== DATASET ROWS ==
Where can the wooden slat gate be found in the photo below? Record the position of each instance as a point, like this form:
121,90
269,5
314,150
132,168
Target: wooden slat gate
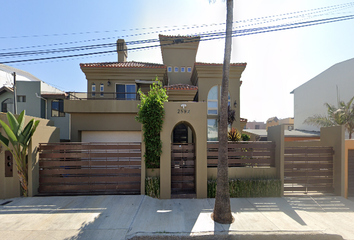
89,168
183,168
308,170
350,173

== TASK DIRECTIONS ==
Print the material above word for word, without the picture.

== WORKED ANSWER ==
Where can the wooden slat gate be found in the photo below? Record the position of each instance as a point, like this form:
121,90
269,5
314,150
132,168
Target: wooden slat gate
89,168
183,168
308,170
350,173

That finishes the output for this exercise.